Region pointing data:
# # #
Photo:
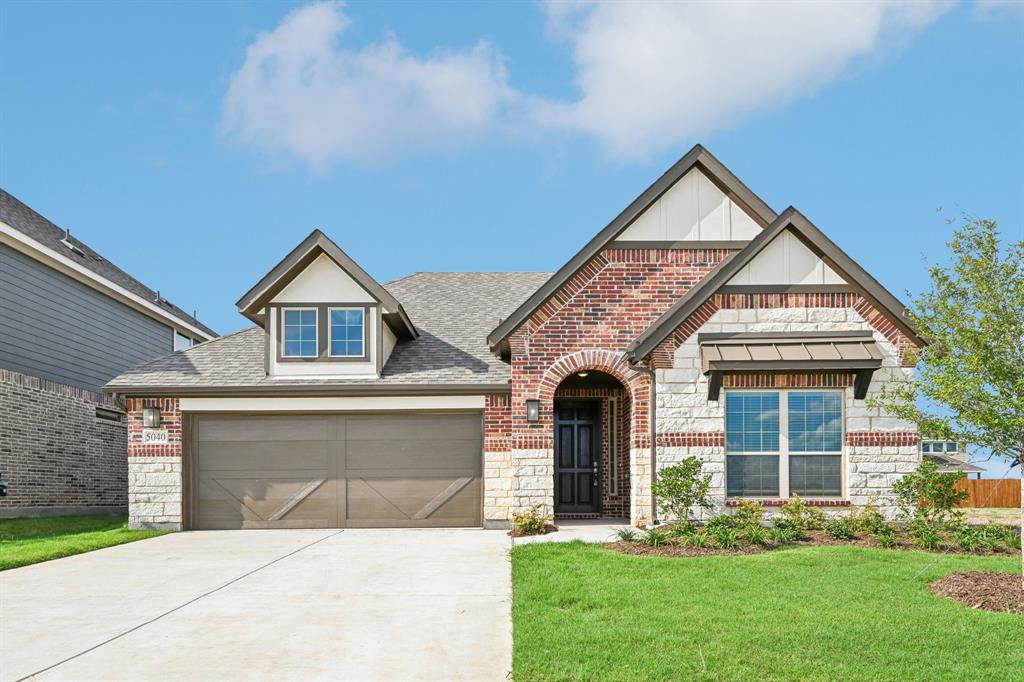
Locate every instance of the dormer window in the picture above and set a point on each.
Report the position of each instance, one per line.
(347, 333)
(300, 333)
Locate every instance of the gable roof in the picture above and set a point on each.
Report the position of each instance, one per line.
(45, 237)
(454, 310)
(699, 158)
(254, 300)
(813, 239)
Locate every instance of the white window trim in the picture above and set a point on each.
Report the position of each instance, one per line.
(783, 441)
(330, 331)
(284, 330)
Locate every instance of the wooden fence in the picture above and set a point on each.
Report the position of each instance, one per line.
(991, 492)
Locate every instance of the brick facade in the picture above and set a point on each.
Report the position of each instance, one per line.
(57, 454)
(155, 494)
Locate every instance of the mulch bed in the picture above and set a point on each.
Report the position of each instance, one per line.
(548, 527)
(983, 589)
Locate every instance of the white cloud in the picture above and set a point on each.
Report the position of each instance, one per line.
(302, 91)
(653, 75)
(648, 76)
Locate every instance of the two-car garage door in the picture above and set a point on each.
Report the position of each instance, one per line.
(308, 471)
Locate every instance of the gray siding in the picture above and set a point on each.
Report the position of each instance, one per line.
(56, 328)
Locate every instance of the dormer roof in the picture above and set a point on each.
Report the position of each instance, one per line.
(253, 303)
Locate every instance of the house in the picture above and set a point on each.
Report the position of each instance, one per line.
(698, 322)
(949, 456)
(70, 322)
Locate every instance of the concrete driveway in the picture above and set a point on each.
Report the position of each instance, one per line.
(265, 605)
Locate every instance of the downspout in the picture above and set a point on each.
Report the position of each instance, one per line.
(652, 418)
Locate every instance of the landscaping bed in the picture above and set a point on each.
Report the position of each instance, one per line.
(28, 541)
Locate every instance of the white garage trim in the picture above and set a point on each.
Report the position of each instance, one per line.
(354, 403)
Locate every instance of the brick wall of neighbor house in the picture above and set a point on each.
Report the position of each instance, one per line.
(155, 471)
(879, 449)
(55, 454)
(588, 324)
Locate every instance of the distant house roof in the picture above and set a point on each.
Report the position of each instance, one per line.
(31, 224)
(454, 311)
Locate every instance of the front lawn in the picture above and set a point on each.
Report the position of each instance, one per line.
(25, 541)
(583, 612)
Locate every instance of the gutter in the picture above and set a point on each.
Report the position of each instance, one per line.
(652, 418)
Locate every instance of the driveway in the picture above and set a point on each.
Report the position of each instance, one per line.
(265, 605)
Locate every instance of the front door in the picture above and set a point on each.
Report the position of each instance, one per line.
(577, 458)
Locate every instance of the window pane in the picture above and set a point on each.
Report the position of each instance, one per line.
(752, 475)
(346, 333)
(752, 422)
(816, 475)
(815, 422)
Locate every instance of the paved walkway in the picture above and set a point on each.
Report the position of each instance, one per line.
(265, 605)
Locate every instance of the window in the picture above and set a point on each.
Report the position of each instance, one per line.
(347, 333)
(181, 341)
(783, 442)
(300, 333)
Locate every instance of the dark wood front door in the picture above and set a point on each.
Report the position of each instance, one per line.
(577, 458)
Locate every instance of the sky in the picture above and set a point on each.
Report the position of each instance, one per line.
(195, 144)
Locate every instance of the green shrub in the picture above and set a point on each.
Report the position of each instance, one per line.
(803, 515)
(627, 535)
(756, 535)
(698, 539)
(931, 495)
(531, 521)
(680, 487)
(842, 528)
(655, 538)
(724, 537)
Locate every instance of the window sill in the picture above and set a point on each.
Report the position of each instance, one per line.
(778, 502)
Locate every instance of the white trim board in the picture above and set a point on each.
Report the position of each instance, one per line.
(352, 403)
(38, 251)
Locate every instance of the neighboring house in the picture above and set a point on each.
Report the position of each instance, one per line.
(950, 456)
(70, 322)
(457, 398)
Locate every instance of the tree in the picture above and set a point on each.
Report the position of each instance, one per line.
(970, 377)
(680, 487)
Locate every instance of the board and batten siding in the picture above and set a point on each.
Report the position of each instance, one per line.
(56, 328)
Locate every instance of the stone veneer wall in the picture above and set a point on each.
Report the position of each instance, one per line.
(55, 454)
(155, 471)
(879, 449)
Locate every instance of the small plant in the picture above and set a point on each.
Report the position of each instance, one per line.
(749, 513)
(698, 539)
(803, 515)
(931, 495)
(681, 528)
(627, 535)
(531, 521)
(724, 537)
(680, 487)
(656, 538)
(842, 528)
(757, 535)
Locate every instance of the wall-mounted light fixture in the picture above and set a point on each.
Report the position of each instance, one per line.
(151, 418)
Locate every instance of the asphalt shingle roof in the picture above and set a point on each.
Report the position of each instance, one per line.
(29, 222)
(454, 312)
# # #
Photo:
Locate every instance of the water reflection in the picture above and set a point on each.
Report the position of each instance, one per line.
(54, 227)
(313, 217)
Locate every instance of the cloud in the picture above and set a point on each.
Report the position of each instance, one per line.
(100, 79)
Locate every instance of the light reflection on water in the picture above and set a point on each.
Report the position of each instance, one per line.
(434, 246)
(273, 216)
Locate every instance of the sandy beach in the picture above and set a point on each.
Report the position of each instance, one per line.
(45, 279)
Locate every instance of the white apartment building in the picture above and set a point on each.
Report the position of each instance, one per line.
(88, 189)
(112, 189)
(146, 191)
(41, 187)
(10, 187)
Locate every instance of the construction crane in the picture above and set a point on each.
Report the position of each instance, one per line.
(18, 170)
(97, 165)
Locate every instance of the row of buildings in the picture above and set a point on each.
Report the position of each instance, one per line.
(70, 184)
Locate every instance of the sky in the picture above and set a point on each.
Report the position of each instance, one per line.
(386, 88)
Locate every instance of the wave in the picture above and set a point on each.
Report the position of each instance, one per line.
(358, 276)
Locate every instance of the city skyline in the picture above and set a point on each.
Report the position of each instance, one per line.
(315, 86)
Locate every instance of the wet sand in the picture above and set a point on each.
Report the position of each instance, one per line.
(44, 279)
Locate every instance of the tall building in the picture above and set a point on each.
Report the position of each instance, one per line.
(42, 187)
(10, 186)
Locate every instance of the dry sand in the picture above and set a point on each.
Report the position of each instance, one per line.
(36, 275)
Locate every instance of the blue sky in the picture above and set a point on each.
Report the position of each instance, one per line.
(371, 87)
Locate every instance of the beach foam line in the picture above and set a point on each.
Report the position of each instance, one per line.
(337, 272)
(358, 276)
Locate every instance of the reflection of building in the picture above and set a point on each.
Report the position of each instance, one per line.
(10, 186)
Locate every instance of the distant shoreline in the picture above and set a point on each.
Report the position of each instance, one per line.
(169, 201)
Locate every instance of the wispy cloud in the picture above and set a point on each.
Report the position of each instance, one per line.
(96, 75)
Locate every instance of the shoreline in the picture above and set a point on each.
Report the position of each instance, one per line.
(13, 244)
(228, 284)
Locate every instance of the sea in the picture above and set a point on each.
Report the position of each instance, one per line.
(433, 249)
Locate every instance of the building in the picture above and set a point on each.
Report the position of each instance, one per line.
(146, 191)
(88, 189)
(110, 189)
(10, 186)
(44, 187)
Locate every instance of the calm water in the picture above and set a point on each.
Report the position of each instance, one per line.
# # #
» Brief:
How many lines above contain the word "wall"? Answer with the number alone.

» Finished exercise:
3